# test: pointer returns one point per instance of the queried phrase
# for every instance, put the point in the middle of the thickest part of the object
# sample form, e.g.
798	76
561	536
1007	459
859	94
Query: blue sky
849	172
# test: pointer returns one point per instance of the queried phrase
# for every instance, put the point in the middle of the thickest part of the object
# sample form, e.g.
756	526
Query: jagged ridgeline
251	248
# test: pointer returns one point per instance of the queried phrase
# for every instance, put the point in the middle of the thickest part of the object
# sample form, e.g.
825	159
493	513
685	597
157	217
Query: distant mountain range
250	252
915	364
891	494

^^^^^^^^

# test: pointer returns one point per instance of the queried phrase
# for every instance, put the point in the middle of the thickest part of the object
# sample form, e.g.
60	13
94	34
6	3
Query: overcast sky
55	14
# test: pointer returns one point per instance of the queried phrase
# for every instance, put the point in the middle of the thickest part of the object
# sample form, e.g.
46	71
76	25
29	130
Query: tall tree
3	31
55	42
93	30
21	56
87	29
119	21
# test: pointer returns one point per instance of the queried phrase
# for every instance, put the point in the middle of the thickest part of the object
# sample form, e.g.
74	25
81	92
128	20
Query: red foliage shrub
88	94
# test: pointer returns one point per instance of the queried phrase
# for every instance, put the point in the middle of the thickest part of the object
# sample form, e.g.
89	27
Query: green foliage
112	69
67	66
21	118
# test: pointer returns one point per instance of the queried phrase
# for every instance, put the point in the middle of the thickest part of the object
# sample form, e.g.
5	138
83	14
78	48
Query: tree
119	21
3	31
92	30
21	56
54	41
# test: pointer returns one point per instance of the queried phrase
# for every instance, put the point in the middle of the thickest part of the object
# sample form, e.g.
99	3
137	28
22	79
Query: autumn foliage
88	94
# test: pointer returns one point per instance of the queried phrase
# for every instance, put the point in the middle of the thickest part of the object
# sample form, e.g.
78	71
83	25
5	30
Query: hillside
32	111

^^^^^^^^

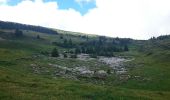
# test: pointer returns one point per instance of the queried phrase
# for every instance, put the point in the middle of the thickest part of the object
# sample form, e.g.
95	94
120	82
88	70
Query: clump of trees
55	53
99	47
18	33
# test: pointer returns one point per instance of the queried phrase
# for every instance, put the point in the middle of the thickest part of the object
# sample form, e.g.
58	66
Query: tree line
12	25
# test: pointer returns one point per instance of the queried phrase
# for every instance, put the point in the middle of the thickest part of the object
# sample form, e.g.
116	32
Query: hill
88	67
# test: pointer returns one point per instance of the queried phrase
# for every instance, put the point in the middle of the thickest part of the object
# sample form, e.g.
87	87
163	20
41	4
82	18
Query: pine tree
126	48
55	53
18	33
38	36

^^^^^^^^

Identify each line in the data above that contains the word "foliage" and copy those lines in full.

Query: red foliage shrub
Query: green foliage
Query: autumn foliage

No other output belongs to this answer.